#### [Directions]
A. In the post below, rewrite the paragraph that begins "Do you see where this is going?" more briefly, keeping its main facts.
B. Answer these questions about the post below, one line each:
(i) On what date did the teacher pull the writer aside to talk about Mike?
(ii) How many weeks late was Mike's Halloween pumpkin?
(iii) How many inattention symptoms must be present under the DSM-IV criteria, and for how long?
##### Passage
3 for 3


November 15. It took almost 3 months for the teacher to pull me aside to chat about Mike.

“Look! He finally finished his Halloween pumpkin! (2 weeks late because he’s falling behind and now we can hang it up for 4 days before we take it down to make way for the turkey decorations he’s also behind on making…) And, by the way, he can’t listen in class, he has great difficulty sitting still, he volunteered to sit apart from the other kids, he keeps forgetting his Monday folder, he talks nonstop, he interrupts, he can’t remember directions, he bothers his classmates when they’re trying to work…”

Do you see where this is going? I’m surprised it took her this long. I started asking about how he was doing, how he was learning, how he was participating, how active he was all within the first 2 weeks of school. She was surprised I would be so convinced there was a problem.  I’m surprised it took her 3 months.  So I’m 3 for 3.

Let’s review the DSM-IV, shall we?  I’ll highlight where my kiddo has an issue.

DSM-IV Criteria for ADHD

I. Either A or B:

Six or more of the following symptoms of inattention have been present for at least 6 months to a point that is inappropriate for developmental level:

Inattention

  • Often does not give close attention to details or makes careless mistakes in schoolwork, work, or other activities.
  • Often has trouble keeping attention on tasks or play activities.
  • Often does not seem to listen when spoken to directly.
  • Often does not follow through on instructions and fails to finish schoolwork, chores, or duties in the workplace (not due to oppositional behavior or failure to understand instructions).
  • Often has trouble organizing activities.
  • Often avoids, dislikes, or doesn’t want to do things that take a lot of mental effort for a long period of time (such as schoolwork or homework).
  • Often loses things needed for tasks and activities (e.g. toys, school assignments, pencils, books, or tools).
  • Is often easily distracted.
  • Is often forgetful in daily activities.

Six or more of the following symptoms of hyperactivity-impulsivity have been present for at least 6 months to an extent that is disruptive and inappropriate for developmental level:

Hyperactivity

  • Often fidgets with hands or feet or squirms in seat when sitting still is expected.
  • Often gets up from seat when remaining in seat is expected.
  • Often excessively runs about or climbs when and where it is not appropriate (adolescents or adults may feel very restless).
  • Often has trouble playing or doing leisure activities quietly.
  • Is often “on the go” or often acts as if “driven by a motor”.
  • Often talks excessively.
##########
##### Data records
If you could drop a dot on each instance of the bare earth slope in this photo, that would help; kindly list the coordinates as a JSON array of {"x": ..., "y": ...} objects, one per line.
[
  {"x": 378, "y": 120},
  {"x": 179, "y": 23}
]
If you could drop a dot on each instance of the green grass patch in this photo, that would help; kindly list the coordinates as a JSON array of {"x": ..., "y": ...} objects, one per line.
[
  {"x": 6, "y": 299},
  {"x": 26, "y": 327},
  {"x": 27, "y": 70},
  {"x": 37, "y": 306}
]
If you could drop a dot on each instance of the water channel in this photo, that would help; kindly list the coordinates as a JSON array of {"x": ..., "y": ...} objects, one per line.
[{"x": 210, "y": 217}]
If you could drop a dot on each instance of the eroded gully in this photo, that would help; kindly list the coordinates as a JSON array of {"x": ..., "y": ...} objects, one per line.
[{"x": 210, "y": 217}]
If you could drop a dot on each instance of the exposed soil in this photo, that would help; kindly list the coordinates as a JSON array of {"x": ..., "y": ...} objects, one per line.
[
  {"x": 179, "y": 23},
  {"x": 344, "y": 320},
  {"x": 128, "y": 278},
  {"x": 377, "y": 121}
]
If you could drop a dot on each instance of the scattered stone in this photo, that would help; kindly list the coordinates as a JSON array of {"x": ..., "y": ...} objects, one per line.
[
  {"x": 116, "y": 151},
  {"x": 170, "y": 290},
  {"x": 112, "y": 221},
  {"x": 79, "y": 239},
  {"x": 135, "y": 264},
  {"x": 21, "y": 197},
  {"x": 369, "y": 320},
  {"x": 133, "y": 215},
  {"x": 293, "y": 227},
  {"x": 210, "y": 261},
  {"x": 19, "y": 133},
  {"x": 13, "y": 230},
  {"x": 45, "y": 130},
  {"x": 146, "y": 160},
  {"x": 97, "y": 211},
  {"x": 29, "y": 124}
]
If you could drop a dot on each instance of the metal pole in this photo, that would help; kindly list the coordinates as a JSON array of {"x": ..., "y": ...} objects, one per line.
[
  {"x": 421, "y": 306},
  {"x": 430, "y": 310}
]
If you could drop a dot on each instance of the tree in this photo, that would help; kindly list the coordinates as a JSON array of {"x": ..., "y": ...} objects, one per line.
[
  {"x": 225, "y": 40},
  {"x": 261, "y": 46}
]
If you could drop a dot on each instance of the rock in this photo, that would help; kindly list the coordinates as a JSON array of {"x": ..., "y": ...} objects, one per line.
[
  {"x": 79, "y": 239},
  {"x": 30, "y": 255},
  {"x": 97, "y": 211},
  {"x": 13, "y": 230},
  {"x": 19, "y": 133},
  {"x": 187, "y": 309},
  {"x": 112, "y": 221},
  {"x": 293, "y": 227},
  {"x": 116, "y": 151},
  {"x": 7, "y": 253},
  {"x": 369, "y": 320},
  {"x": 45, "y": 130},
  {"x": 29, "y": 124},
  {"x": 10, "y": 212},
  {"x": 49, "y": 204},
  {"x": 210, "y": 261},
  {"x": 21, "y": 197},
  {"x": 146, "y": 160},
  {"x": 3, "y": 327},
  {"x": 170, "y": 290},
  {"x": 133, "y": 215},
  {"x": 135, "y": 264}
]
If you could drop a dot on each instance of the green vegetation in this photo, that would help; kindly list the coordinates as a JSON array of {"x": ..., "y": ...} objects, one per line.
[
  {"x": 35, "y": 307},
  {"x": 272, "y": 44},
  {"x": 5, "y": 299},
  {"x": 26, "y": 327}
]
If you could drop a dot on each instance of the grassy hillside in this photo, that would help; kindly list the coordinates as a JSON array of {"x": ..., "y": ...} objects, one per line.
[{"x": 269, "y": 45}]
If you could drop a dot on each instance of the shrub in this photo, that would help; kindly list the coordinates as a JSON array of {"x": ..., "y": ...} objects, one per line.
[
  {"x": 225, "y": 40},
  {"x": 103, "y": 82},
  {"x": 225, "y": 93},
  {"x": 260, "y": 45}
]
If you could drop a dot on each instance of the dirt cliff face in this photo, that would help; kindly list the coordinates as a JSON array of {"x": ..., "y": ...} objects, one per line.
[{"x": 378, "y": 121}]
##########
#### [Answers for the tasks]
A. I'm surprised the teacher took this long. Within the first 2 weeks of school, I had asked how he was doing, learning and participating, and how active he was. She was surprised I was so convinced there was a problem. It took her 3 months, so I'm 3 for 3.

B.
(i) November 15
(ii) 2 weeks
(iii) Six or more, for at least 6 months